圧倒的だ。同格ないしは格上を相手にしても、井上尚弥は一度もダウンすることなく相手を沈め続けてきた。日本人初のPFPランク1位を獲得し、世界が井上を「最強」と認めた。
井上は何故、強いのか。何が井上を特別にするのか。
本書は、東京新聞運動部記者の森合正範氏が著した、井上尚弥の強さの神髄に「敗者の目線から」迫る一冊である。
井上は圧倒的だ。だが、圧倒的であるがゆえにその強さは「伝わらない」。ボクシングはパンチを打たないときにも、フットワークを使った間合い管理などの細かな戦略がある。当然、パンチ一発一発の打ち合いの中にも対戦者同士の駆け引きがある。だが、井上について語られるのは、そうしたフローの巧みさではなく「純粋な強さ」ばかりである。スピードがある、ディフェンスも硬い、パンチ力は同階級では桁外れ……。そうした身体的な強さをいくら語ろうとも、どこかで井上の凄みを表現できていないというもどかしさを、筆者は抱えていた。
そこで行きついたのは逆のアプローチだった。井上の強さを測るために、井上に「負けた者」達にインタビューを行う。そこには彼と向き合った人間にしか理解できない「井上尚弥」があるはずなのだ。
では、敗者から見た井上の強さはいったい何か?人によって視点はまちまちだが、多くの者が「全ての能力が桁違い」という証言を残している。
「今までたくさんの世界王者とやってきたけど、スピードは一番。パンチも一番。パワー、ディフェンス、フットワーク、リズムもいい。全部がバーンと抜けている。普通はパンチが上手い人はディフェンスが悪かったり、どこか欠けている部分がある。みんな井上君みたいな動きをしたい。僕だってそうしたい。でも、できないから今のスタイルになっている。だからボクサーの理想なんですよ」
「当たり前のことをやっているんですけど、全部の動きでクオリティを極限まで上げていくと、同じボクサーから見ても、何をやっているのか分からなくなるんです」
加えて、「対応力」「先を読む力」も井上は抜きんでている。

出題: 井上尚弥の強さを論じた抜粋文の続きを、最後の文の後から書きなさい。 エントリーはこの課題とは関係がない。

提供データ:
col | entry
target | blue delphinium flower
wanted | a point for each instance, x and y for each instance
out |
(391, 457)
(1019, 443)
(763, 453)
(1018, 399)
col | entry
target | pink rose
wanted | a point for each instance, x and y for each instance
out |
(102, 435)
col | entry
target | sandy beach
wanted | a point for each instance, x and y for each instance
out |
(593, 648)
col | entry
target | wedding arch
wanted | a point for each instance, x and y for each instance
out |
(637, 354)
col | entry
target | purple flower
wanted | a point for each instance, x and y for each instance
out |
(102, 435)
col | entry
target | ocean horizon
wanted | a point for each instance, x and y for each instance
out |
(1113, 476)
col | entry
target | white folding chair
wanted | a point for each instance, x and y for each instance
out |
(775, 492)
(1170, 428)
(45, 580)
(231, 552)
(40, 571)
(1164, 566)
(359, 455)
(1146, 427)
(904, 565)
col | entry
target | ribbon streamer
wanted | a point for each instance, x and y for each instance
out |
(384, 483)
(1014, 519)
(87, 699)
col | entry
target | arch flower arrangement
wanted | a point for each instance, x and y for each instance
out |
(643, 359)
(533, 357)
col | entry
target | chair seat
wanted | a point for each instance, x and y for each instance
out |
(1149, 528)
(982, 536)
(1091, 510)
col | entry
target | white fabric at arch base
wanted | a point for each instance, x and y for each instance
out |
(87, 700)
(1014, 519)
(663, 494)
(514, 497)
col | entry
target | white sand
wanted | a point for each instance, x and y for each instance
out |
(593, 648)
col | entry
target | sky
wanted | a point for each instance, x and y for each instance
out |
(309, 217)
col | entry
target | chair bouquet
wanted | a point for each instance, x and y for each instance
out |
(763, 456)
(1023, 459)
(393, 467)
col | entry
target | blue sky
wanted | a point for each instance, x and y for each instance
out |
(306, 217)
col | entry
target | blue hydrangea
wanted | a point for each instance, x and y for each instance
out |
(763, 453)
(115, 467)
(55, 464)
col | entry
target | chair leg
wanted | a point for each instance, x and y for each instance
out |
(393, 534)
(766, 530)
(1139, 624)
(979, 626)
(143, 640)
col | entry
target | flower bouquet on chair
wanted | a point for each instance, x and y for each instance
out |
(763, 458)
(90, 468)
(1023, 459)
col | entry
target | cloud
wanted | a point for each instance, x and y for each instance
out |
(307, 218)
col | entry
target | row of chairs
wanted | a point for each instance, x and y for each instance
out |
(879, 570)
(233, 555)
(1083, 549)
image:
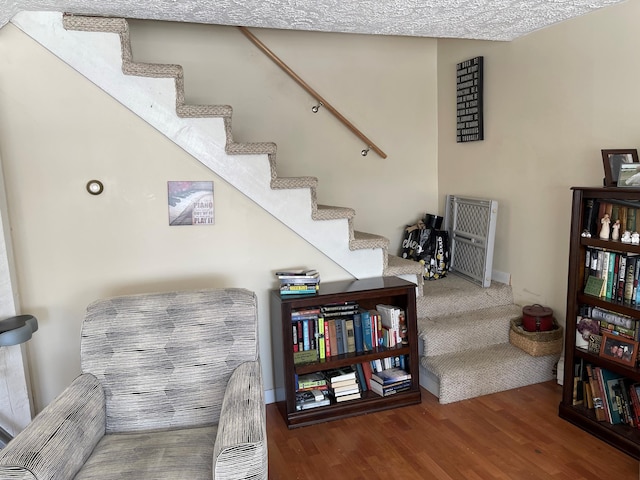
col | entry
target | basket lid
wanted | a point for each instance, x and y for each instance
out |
(537, 310)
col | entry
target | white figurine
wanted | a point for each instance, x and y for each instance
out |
(615, 233)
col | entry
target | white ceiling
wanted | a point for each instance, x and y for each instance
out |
(472, 19)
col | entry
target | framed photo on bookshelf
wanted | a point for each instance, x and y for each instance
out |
(613, 159)
(629, 175)
(619, 349)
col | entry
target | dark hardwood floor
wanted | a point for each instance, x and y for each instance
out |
(511, 435)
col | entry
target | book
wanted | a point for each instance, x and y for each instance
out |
(316, 379)
(305, 335)
(311, 399)
(345, 390)
(327, 339)
(358, 332)
(344, 383)
(610, 274)
(340, 333)
(305, 356)
(297, 272)
(299, 287)
(376, 328)
(306, 313)
(390, 317)
(390, 389)
(340, 374)
(596, 394)
(362, 381)
(333, 338)
(351, 336)
(345, 398)
(593, 286)
(299, 292)
(300, 281)
(348, 307)
(294, 335)
(390, 375)
(367, 339)
(320, 339)
(366, 368)
(609, 385)
(634, 395)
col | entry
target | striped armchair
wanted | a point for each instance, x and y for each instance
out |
(171, 388)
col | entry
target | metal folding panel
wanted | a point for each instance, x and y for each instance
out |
(471, 223)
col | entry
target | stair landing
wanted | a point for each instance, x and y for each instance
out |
(457, 362)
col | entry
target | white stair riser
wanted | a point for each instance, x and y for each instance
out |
(97, 56)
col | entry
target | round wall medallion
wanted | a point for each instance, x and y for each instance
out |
(95, 187)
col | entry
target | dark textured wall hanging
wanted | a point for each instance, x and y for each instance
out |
(469, 100)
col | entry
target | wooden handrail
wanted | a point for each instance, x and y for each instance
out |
(311, 91)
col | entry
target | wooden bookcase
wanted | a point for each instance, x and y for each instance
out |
(368, 293)
(621, 436)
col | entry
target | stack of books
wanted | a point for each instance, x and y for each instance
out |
(390, 381)
(299, 282)
(306, 399)
(342, 384)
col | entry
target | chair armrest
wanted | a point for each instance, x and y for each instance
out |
(240, 450)
(61, 438)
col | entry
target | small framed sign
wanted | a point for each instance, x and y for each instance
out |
(470, 124)
(613, 159)
(629, 175)
(619, 349)
(190, 203)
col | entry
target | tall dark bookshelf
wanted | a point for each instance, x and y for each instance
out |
(621, 436)
(368, 293)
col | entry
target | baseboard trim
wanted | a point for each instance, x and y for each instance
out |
(501, 277)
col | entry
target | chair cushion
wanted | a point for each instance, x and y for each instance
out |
(164, 359)
(169, 454)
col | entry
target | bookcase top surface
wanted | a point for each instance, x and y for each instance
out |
(354, 286)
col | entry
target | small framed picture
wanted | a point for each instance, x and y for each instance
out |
(629, 175)
(613, 159)
(619, 349)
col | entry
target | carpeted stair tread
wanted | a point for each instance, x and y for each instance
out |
(467, 330)
(294, 182)
(255, 148)
(472, 373)
(362, 240)
(327, 212)
(357, 240)
(454, 294)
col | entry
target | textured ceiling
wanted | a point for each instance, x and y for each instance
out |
(473, 19)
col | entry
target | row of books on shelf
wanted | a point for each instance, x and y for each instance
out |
(299, 282)
(339, 385)
(627, 215)
(612, 397)
(612, 275)
(335, 329)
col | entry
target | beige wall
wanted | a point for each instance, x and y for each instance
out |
(57, 131)
(553, 100)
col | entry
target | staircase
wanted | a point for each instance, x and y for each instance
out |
(465, 351)
(99, 48)
(464, 327)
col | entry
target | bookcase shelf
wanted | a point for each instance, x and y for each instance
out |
(367, 293)
(621, 436)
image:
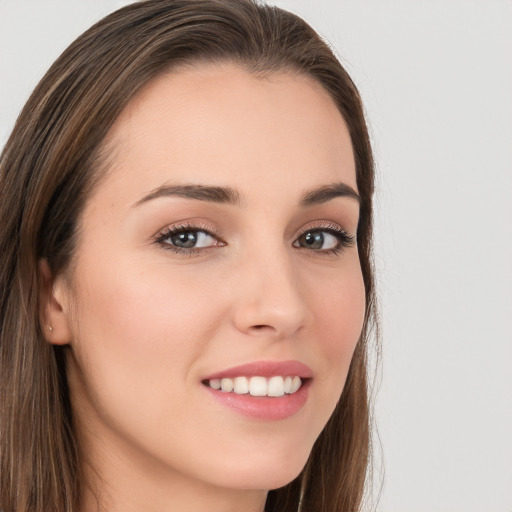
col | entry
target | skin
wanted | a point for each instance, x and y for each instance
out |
(146, 324)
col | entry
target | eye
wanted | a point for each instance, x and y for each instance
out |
(326, 240)
(186, 239)
(189, 239)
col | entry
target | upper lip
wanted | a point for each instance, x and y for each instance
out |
(265, 369)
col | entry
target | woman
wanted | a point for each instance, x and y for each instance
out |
(186, 271)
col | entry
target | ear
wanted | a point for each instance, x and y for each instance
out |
(54, 314)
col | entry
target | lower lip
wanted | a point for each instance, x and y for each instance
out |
(264, 407)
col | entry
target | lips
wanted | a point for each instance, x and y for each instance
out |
(266, 404)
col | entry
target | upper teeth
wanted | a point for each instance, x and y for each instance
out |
(258, 386)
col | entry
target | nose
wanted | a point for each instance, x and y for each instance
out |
(270, 301)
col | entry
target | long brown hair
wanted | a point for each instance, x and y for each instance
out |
(52, 160)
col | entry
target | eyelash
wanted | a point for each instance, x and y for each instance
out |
(345, 239)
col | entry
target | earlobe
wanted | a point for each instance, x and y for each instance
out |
(53, 316)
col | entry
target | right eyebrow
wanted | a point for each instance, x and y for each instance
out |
(224, 195)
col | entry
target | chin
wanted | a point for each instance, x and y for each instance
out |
(256, 473)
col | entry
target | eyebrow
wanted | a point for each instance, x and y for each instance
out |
(231, 196)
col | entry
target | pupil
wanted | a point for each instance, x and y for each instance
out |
(315, 240)
(184, 239)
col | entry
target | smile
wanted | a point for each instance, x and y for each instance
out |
(258, 386)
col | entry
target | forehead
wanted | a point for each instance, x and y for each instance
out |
(223, 125)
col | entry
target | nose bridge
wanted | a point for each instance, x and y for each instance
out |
(270, 300)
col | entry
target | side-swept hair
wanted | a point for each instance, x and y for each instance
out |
(52, 160)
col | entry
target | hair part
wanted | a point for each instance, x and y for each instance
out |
(52, 161)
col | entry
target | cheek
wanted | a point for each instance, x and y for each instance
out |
(140, 332)
(339, 314)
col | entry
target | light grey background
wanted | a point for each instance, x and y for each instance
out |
(436, 78)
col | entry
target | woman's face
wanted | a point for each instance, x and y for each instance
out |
(220, 245)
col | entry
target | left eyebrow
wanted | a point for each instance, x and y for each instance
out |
(327, 192)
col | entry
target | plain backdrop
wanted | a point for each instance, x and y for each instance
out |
(436, 79)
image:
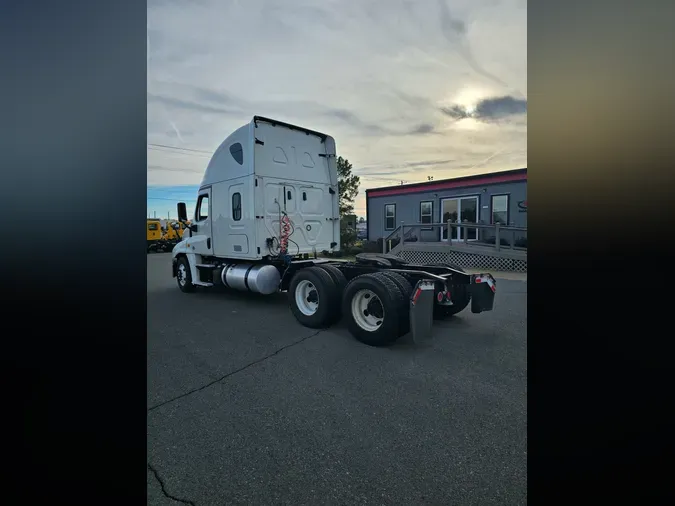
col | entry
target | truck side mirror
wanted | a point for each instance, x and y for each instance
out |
(182, 211)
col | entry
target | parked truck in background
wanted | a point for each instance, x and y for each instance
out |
(268, 202)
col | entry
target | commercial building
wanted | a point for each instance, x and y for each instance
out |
(498, 197)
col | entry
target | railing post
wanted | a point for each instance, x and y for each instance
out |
(498, 241)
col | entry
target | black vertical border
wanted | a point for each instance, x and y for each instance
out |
(73, 195)
(600, 156)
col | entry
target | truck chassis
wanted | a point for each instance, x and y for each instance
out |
(381, 297)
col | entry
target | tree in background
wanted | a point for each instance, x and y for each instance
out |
(348, 186)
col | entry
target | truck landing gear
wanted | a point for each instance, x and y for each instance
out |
(184, 277)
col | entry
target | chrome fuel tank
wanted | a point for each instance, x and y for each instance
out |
(256, 278)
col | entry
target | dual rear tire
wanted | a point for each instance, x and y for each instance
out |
(375, 306)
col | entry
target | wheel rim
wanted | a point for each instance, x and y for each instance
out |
(306, 298)
(367, 310)
(182, 275)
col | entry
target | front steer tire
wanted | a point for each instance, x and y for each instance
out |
(392, 302)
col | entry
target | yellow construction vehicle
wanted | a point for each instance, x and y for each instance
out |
(154, 234)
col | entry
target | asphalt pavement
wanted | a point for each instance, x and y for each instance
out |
(246, 406)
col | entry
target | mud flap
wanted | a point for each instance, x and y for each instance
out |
(483, 288)
(422, 311)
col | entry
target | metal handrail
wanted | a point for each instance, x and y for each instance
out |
(498, 228)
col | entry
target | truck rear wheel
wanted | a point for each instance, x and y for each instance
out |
(184, 276)
(371, 305)
(313, 297)
(406, 290)
(460, 297)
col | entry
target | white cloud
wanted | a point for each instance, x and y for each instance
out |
(375, 74)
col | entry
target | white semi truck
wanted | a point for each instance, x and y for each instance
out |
(268, 203)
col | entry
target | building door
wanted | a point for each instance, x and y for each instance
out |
(462, 210)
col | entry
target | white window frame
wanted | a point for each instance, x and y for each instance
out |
(431, 213)
(508, 204)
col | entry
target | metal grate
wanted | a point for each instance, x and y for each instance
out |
(469, 260)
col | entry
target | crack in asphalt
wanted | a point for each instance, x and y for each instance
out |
(166, 494)
(231, 373)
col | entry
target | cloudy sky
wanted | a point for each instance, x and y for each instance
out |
(408, 88)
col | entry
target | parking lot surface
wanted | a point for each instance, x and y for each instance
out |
(245, 406)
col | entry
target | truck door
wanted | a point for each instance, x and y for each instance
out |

解答:
「先にアクションをしようとしたら、既にバックステップしていて、もう届くところにいなかった。右ストレートを打とうと思ったら、打つ前なのに、既にガードの手がその位置にあったりとか。やろうとすることが全部先回りされているようで、心を読まれているなと感じました」
「一番の驚きは『賢さ』だね。知らぬ間に自分はコントロールされていた。それが井上の最も凄いと思った点だよ」
こうした「全能性」のエピソードは枚挙にいとまがない。しかし、井上の強さの神髄について、本書では少しユニークな面からアプローチを行っている。それは「負けた者たちの人生」を深掘りすることだ。彼らが井上と対峙した後で、どのように生きざまを変えたか。井上との対戦をどう糧にしたか。そのような「他人に与えた影響力」の面から井上を見ることで、彼の比類なき強さが浮かび上がってくる。
例えば、井上が初めて世界戦に挑んだ相手であるアドリアン・エルナンデス。対戦当時32戦29勝18KOのエルナンデスに対し、井上は5戦5勝4KOであり、明らかに格が違かった。だが井上の圧倒的な力を前に6ラウンドでTKO負けすると、エルナンデスの人生そのものが変わってしまった。酒に浸り、メンタル不調から練習もサボりがちになり、体力もモチベーションも規律も失ってしまった。
エルナンデスは筆者の「ボクシング人生を振り返って、井上戦はどういう意味がありましたか」という質問に対し、こう答えている。
「何が良かったかと言えば、人を見くびっちゃいけないということを学べたことかな。闘う前も、井上のことは良い選手だと思っていた。だけど、リング上ではそれ以上のものを感じた。人を見くびっちゃいけない。それは人生の教訓になるんじゃないかな」
「一つの負けによって、いろいろなものが変えられてしまう。アルコール、過食、婚約者。すべてが終わっちゃったな。そういう意味では本当に厳しい負けだった」
「井上のパンチが僕のことを、遥か彼方に追いやったんだ」
ボクサーの1敗は重い。エルナンデスにとっても、それは例外ではなかった。
また、井上と12ラウンドを戦い抜き判定負けしたカルモナは、井上戦後ボクシングに対するモチベーションが落ちていた。目標を失い、成績が急降下し、金のために代役としてリングに上がり、3回でKO負けした。たるんだ腹で試合に臨み、かつての雄姿からは想像できないほどのひどい試合だった。
しかし、カルモナは井上の名前を聞くと闘志が燃え上る。
「井上という存在が、今の僕が引退しない理由だよ。確かに自分のキャリアは落ちていった。でも必ず追い上がるので見ていてほしい。再び井上を追い詰めて、勝ってみせれば歴史をつくれる。そういう野望があるからね」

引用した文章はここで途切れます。